------ DATASET RECORDS ------

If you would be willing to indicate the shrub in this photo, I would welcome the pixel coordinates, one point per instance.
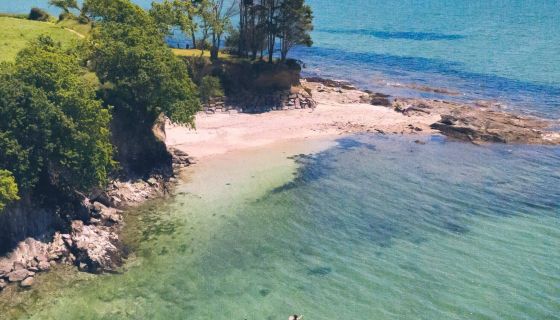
(209, 88)
(38, 14)
(54, 132)
(66, 16)
(8, 189)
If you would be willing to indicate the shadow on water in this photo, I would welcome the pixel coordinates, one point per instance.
(439, 191)
(419, 36)
(534, 98)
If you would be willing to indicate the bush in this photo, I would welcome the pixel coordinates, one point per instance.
(210, 87)
(54, 132)
(38, 15)
(66, 16)
(8, 189)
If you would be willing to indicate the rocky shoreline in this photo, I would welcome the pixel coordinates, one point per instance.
(92, 245)
(480, 122)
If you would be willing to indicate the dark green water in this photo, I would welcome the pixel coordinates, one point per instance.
(372, 228)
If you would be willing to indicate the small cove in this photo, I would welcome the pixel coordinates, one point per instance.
(370, 227)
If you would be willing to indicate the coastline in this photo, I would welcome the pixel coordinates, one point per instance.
(341, 109)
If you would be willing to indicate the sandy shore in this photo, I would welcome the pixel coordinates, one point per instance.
(346, 111)
(338, 112)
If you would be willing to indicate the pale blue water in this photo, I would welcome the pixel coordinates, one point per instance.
(374, 227)
(485, 50)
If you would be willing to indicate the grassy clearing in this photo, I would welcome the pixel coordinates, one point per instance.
(16, 33)
(73, 24)
(198, 53)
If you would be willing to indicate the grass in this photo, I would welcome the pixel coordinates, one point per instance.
(198, 53)
(73, 24)
(15, 34)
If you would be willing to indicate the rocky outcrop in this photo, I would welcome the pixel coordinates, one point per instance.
(96, 247)
(296, 98)
(32, 256)
(479, 124)
(92, 244)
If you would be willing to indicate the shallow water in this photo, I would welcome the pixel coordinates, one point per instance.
(483, 50)
(371, 228)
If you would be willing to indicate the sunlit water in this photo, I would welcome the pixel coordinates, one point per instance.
(373, 227)
(482, 50)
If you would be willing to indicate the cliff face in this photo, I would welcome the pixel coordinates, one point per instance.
(23, 220)
(140, 147)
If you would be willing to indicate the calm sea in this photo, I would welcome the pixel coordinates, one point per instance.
(499, 50)
(372, 227)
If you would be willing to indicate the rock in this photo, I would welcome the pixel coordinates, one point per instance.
(18, 275)
(97, 247)
(44, 266)
(27, 282)
(5, 268)
(18, 265)
(98, 207)
(152, 182)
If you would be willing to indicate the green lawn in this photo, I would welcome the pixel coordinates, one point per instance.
(16, 33)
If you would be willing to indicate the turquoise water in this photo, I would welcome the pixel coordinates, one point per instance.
(507, 51)
(371, 228)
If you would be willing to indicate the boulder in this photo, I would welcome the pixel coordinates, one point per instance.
(5, 268)
(96, 247)
(44, 266)
(28, 282)
(18, 275)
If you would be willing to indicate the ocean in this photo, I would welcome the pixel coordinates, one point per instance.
(366, 227)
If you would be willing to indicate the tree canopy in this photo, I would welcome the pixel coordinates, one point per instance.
(129, 55)
(8, 189)
(53, 129)
(265, 22)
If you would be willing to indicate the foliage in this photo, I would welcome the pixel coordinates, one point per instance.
(295, 22)
(8, 189)
(210, 87)
(264, 22)
(143, 75)
(53, 130)
(38, 15)
(17, 33)
(65, 5)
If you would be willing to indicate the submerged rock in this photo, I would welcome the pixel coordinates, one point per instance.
(97, 247)
(18, 275)
(28, 282)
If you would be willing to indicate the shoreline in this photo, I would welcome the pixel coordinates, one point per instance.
(344, 109)
(341, 109)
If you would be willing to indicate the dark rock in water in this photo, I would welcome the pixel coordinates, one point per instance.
(380, 99)
(319, 271)
(27, 282)
(264, 292)
(97, 247)
(18, 275)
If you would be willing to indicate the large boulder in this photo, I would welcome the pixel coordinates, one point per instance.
(95, 246)
(18, 275)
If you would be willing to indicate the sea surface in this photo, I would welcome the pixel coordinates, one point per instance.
(367, 227)
(371, 227)
(495, 50)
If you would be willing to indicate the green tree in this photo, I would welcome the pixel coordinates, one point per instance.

------

◆ TASK GOAL
Return each record above as it stands. Pictures stay out.

◆ OUTPUT OF THE EXERCISE
If you would be willing to indicate the shrub in this photo, I would welcome the pixel coordinates, one point per instance.
(209, 88)
(38, 14)
(54, 132)
(66, 16)
(8, 189)
If you would be willing to indicate the shadow on water in this photo, I would welcome the pixel coordinates, one point per instance.
(439, 191)
(419, 36)
(534, 98)
If you would be willing to indicate the bush in this photo, I would welcome the pixel coordinates, one point per instance.
(210, 87)
(54, 132)
(38, 15)
(66, 16)
(8, 189)
If you would be willing to indicate the rocky shoreline in this photo, I would welcome the pixel coordinates, one point per instance.
(92, 245)
(480, 122)
If you would be willing to indicate the dark green water in this photo, I would welcome the pixel coordinates, one point per instance.
(372, 228)
If you would be willing to indicate the small cove in this photo, I would welcome the pixel coordinates, one point per instance.
(370, 227)
If you would be willing to indicate the coastline in this photo, I would welcome the pixel coordinates, one point per instance.
(341, 109)
If you would be willing to indicate the sandy shore in this photo, I would welcome the pixel coordinates, one point per instance.
(346, 111)
(338, 112)
If you would be willing to indicate the pale blue water in this photo, I would welcome the pixel coordinates, one point per instance.
(374, 227)
(485, 50)
If you would be willing to indicate the grassy clearing in this photo, I would welcome the pixel coordinates, one point per instance.
(16, 33)
(73, 24)
(198, 53)
If you would be willing to indicate the grass in this photo, I would welcome the pixel coordinates, one point per instance.
(198, 53)
(73, 24)
(15, 34)
If you would be willing to indicate the rocky outcrop in this photo, I would welcome the pixel coordinates, one point per instance.
(96, 247)
(296, 98)
(32, 256)
(479, 124)
(92, 244)
If you would be willing to indicate the shallow water in this photo, I would welcome the pixel coordinates, one point per instance.
(483, 50)
(371, 228)
If you would be willing to indicate the sunlit water in this photo, I would welcome the pixel coordinates, one point per instance.
(373, 227)
(482, 50)
If you would be willing to indicate the cliff face in this photo, I would welcome the pixel coordinates, one point per instance.
(23, 220)
(140, 147)
If you would be willing to indicate the calm sea in this photo, I would welcome the pixel coordinates, one point per instance.
(499, 50)
(372, 227)
If you would be willing to indicate the rock in this photo, I would welcome the pixel coordinates, one point per instance.
(18, 275)
(97, 247)
(44, 266)
(27, 282)
(5, 268)
(18, 265)
(98, 207)
(152, 182)
If you would be willing to indicate the green lawn in this photo, I would welcome the pixel coordinates, one point per instance.
(16, 33)
If you would be willing to indicate the turquoise water in this photo, I would welcome the pixel coordinates, one point per instance.
(507, 51)
(371, 228)
If you would be willing to indicate the boulder in this photo, I would welcome the pixel coordinates, one point per instance.
(5, 268)
(96, 247)
(44, 266)
(28, 282)
(18, 275)
If you would be willing to indicate the ocean in this photo, I would welcome the pixel coordinates, one point per instance.
(366, 227)
If you would be willing to indicate the tree canopy in this photo, I would welcome the pixel coordinates, one point per instance.
(129, 55)
(8, 189)
(53, 129)
(265, 22)
If you would be willing to indicate the foliage in this photo, I would welcome the pixel coordinates, one point per instance.
(295, 22)
(8, 189)
(210, 87)
(264, 22)
(143, 75)
(53, 130)
(38, 15)
(17, 33)
(65, 5)
If you would be willing to indicate the submerged rock in this photo, I would welcome the pixel coordinates, one point per instance.
(97, 247)
(18, 275)
(28, 282)
If you would be willing to indicate the shoreline in this photo, I would welcome the pixel coordinates, one point per instance.
(344, 109)
(341, 109)
If you would be willing to indicate the dark rock in water in this photo, I would welcome the pixel coordinates, one point per instance.
(380, 99)
(319, 271)
(27, 282)
(264, 292)
(97, 247)
(18, 275)
If you would be willing to indicate the large boulder in this photo, I would welcome the pixel coordinates, one point per instance.
(95, 246)
(18, 275)
If you would be willing to indicate the sea surface in this photo, I would welcome the pixel coordinates, one point per instance.
(367, 227)
(371, 227)
(495, 50)
If you would be willing to indicate the green tree in this photo, I would welcome the pixel coordinates, one point per instance.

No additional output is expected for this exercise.